Work to complete:
Quote everything from the start of the listing below down to and including the line that contains "(1153, 124)", without the pictures.

## Start Source records

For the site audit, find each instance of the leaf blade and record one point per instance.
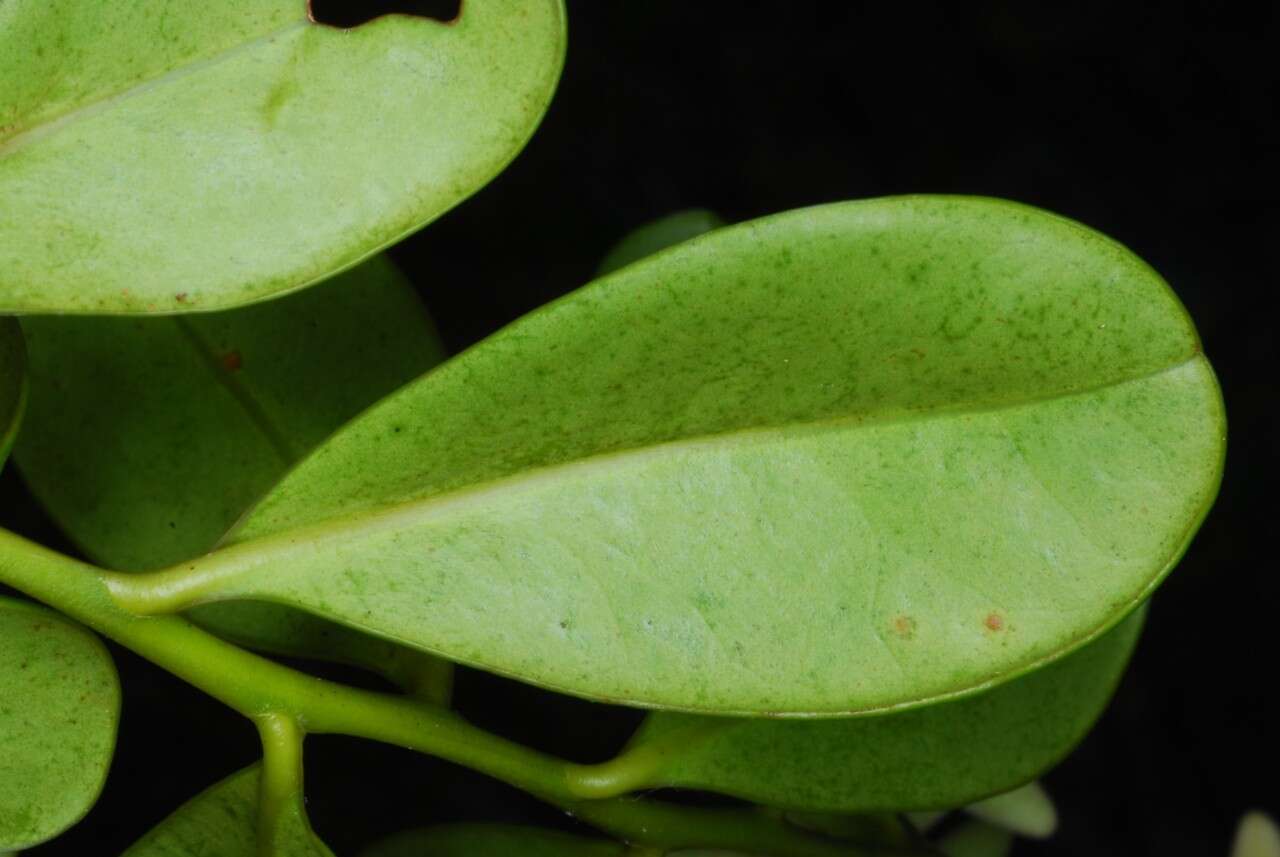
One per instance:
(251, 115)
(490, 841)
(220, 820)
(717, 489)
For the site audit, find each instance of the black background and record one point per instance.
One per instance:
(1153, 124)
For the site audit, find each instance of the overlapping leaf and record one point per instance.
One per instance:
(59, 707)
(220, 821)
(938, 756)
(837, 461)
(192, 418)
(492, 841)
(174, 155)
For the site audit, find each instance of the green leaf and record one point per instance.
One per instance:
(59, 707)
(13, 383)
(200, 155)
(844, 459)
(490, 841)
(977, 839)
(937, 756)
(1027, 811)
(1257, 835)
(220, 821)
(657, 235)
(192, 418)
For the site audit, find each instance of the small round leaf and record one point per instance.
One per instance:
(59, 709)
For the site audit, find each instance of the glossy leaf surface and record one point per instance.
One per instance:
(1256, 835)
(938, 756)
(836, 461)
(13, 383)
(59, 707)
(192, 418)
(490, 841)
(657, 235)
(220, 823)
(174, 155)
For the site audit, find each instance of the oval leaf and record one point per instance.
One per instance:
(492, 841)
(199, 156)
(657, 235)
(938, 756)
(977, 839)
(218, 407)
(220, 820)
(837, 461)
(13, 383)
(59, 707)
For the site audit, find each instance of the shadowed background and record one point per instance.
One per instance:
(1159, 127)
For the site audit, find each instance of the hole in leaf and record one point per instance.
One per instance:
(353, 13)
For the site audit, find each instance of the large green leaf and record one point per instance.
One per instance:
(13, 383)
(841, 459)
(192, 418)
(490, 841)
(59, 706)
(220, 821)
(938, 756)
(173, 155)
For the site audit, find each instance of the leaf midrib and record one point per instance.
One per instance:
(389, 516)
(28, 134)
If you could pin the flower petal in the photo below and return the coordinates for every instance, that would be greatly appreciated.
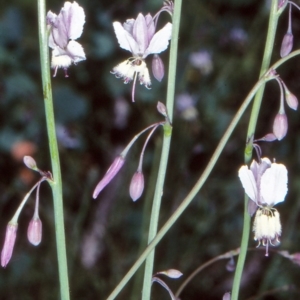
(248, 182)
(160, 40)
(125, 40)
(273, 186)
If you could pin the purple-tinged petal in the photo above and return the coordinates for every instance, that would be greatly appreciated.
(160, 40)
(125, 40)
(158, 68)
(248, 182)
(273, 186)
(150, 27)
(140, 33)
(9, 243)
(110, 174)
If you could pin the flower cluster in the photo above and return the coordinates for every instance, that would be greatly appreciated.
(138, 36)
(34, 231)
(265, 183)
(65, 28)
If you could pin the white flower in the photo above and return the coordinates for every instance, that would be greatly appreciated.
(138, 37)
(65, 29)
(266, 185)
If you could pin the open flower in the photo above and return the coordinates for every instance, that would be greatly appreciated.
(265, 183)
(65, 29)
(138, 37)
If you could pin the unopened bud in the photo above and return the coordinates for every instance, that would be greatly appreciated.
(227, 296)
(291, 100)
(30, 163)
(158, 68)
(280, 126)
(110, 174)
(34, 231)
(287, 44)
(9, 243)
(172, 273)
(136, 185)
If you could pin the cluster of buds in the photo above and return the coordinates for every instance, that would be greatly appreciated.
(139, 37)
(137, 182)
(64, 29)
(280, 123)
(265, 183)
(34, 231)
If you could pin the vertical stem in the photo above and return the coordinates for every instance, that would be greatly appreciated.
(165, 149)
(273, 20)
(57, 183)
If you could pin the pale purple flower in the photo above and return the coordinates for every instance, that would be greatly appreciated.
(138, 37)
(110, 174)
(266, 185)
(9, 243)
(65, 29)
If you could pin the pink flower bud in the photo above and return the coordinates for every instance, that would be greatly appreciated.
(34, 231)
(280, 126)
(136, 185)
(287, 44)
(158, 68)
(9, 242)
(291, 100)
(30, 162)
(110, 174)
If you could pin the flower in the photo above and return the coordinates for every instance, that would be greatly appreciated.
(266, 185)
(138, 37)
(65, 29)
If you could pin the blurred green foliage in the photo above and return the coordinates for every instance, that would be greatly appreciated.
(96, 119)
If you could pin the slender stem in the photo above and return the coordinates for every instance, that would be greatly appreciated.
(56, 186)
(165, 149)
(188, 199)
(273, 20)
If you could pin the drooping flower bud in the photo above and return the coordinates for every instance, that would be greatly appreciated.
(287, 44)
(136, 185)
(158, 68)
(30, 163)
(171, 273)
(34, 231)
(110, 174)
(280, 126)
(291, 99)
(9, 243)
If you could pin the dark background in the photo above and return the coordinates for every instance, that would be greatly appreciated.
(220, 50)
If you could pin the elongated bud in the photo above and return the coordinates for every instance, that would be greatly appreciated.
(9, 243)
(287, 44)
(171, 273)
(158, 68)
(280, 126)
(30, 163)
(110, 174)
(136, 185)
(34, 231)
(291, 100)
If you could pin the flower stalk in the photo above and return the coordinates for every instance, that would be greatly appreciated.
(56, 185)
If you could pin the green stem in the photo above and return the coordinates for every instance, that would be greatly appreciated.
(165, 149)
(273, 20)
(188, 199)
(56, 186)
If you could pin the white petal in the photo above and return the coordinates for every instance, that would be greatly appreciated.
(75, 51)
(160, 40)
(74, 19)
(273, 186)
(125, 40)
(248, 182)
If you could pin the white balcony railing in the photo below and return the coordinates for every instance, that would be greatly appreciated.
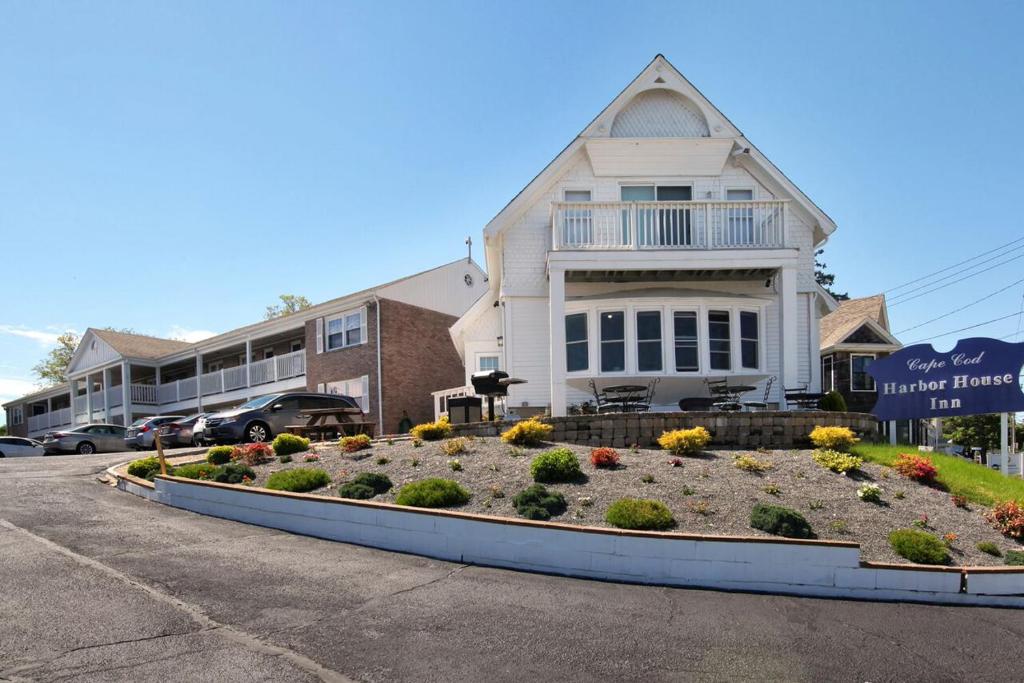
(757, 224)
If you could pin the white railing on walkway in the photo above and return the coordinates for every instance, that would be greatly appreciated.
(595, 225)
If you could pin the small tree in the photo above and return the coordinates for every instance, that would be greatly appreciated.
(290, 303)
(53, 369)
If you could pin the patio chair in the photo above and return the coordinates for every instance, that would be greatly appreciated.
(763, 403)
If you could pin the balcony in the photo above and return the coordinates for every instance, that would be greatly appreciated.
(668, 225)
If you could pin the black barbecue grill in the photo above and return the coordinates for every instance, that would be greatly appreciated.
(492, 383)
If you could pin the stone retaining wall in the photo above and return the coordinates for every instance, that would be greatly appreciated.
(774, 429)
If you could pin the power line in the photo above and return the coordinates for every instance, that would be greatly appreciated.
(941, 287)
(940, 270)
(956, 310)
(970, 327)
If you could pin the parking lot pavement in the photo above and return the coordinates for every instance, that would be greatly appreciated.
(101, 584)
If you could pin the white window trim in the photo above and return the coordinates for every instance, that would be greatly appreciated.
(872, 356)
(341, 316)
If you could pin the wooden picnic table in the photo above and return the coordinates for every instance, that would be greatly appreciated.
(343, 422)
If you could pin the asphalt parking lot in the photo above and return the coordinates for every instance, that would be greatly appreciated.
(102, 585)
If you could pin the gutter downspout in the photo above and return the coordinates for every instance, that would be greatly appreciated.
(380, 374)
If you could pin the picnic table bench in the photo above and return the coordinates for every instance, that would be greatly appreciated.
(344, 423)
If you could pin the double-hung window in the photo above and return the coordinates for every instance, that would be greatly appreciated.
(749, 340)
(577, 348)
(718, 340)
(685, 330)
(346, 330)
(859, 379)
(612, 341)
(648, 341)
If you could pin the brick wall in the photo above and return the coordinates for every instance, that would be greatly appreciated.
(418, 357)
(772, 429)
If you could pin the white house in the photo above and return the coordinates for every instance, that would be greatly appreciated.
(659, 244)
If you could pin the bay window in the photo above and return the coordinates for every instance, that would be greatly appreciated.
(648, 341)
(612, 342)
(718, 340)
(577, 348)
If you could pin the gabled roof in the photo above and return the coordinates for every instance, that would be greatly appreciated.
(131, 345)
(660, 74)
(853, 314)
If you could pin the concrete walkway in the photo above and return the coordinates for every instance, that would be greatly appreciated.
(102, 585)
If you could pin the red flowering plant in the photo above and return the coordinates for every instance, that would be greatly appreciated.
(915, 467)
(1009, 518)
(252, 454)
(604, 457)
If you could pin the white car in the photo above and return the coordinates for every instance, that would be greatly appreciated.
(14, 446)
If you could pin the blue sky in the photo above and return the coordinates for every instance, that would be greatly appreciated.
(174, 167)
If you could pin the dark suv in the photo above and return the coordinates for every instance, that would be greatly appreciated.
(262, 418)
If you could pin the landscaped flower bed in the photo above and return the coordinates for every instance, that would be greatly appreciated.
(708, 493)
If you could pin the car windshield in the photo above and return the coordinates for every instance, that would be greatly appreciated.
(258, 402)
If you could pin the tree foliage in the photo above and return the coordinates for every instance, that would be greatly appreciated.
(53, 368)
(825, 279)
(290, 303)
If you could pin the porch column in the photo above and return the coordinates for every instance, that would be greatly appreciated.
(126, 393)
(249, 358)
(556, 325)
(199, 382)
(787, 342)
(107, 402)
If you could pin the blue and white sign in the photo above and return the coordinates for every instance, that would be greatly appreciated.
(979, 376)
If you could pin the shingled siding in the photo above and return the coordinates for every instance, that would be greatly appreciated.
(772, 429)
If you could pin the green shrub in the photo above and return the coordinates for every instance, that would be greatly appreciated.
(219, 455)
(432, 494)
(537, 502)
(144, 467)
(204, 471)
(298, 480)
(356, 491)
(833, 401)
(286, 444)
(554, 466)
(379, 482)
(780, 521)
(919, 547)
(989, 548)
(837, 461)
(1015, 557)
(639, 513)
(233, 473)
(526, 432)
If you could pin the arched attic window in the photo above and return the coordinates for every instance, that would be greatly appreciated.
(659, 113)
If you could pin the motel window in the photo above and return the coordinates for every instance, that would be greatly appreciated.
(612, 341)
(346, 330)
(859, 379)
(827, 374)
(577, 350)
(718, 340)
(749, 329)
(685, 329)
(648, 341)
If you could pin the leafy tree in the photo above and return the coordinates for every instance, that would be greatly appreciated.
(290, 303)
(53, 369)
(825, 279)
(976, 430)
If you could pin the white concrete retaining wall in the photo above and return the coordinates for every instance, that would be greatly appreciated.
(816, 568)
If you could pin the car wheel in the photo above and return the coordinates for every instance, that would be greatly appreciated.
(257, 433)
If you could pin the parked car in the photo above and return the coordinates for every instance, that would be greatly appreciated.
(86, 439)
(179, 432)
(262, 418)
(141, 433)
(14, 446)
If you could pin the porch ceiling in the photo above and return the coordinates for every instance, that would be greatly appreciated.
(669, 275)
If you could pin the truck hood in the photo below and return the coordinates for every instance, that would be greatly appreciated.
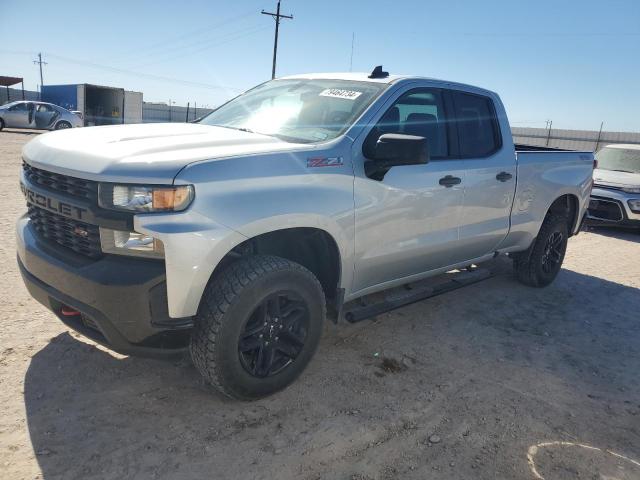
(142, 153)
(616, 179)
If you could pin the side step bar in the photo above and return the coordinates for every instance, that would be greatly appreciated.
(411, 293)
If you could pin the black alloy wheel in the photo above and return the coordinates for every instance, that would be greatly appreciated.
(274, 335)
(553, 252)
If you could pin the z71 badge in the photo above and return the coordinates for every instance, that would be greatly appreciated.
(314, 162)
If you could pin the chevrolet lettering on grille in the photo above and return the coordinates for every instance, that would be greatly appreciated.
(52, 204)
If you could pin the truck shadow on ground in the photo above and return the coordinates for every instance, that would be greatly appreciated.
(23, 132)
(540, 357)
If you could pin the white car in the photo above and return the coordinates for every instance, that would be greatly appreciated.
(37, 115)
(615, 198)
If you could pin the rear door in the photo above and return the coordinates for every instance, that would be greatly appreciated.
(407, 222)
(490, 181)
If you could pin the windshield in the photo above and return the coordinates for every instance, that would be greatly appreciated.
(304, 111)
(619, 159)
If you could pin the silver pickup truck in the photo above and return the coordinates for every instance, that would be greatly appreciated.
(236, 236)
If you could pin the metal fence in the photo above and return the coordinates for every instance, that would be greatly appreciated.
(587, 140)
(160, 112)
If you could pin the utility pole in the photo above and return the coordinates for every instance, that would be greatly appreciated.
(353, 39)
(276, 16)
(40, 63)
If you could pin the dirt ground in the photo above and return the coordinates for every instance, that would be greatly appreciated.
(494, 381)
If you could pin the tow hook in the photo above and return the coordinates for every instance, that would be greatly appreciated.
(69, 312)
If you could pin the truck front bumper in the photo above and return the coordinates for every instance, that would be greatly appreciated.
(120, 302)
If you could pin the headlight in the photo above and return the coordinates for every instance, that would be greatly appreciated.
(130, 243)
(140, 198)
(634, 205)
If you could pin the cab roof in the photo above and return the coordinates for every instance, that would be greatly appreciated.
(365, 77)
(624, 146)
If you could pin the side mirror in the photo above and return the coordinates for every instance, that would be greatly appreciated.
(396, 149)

## End Source records

Output below:
For the site audit, find each instance of the leaf blade and record one point per instance.
One per instance:
(251, 115)
(490, 841)
(220, 820)
(717, 489)
For the site audit, find each instance of the black background and record one point per instance.
One per instance:
(1153, 124)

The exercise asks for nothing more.